***** Passage shown

Get ready to Pioneer the next era of Visual Testing with the NOVA AI Engine
Erin Bailey
In the last few years we have seen much of the software development world embracing the new practices of continuous integration/continuous delivery (CI/CD), and, as an essential part of that, a new focus on automated testing. The games industry, however, is dragging its feet on this, as it tends to do in the adoption of new development practices. Some of this resistance to new practices is well-founded as game development has very unique components, such as a more iterative process, a much larger amount of binary assets, and, generally, a more complex codebase than most traditional software development areas. This means that what might work well for most software fields, may not make sense in the gaming industry.
In the case of CI/CD, however, the potential benefits could significantly improve many of the worse problems that have plagued the games industry for decades — specifically, reducing the number and impact of bugs, minimizing crunch overtime, always having a build ready to show investors, and being able to act on player feedback much more quickly.
In this article, we will focus on the automated testing segment of the continuous integration pipeline, which is arguably the core part of the practice that will yield the most benefits. We will specifically be using the Unreal Engine test automation which has been used for major games like Star Wars Jedi: Fallen Order, Final Fantasy 7 Remake, Ark: Survival Evolved, Fortnite, and many more, as well as thousands of indie games.
An automated test is a segment of code that checks a particular piece of software is behaving as expected. The most obvious benefit of them is that, in theory, you no longer have to manually test this specific piece of software that you developed. Instead, you can just click a button and let your computer (or the build system) test all your code several orders of magnitude faster than you can. In a large project, that releases updates regularly, you can run thousands of these tests, called regression tests, to make sure your recent changes haven’t broken anything in the existing software.
Various forms of automated testing have been popular in software development for decades. From the late ‘90s until up until today a process called Test-driven development (TDD), puts tests at the heart of all development. The idea is that when you start to implement or improve a feature you first create a test that checks for the most fundamental aspect of the feature, then you write the feature code to satisfy that test, then you improve the test to check for the next requirement of the feature, and repeat.
This means that not only do you have ready to use regression tests at the end, but the practice generally improves code quality, helps developers focus on satisfying the requirements from the interface point of view rather than from the perspective of implementation alone, and it encourages very short development cycles which increase productivity. It is worth notating that these tests are usually not as thorough as full-functionality tests, and as it is the developers who are writing their own tests they sometimes suffer from blind spots in their testing. Therefore there are usually additional sets of tests developed to complement the developer tests. The developer also needs to have a very clear idea of the requirements, and they will likely spend a substantial amount of time writing test code rather than developing features, although the organization as a whole should theoretically spend less time catching and fixing bugs as a result.
Now that we have outlined automated testing, in general, let’s see how it can apply to game development.
One of the first issues is that games are generally much more difficult to test than most types of software. There are just usually many more actions a user could take and more steps to take that action in say, for example, an open-world game vs a web app. This is a significant hurdle for game development, but in the later sections of this article, we will describe the various types of testing that are used to provide coverage over the majority of game scenarios.

**********
***** Information supplied

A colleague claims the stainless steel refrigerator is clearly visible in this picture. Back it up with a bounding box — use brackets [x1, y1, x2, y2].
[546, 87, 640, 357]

**********

• Request A
In the article about automated testing in games, what are the tests called that are run to make sure recent changes haven't broken existing software?
• Request B
From the article about automated testing in games, give back word for word the part that opens with the words containing "One of the first" and closes with "of game scenarios.".
Rely only on the article about automated testing in games.

• Task response A
Regression tests.

• Task response B
One of the first issues is that games are generally much more difficult to test than most types of software. There are just usually many more actions a user could take and more steps to take that action in say, for example, an open-world game vs a web app. This is a significant hurdle for game development, but in the later sections of this article, we will describe the various types of testing that are used to provide coverage over the majority of game scenarios.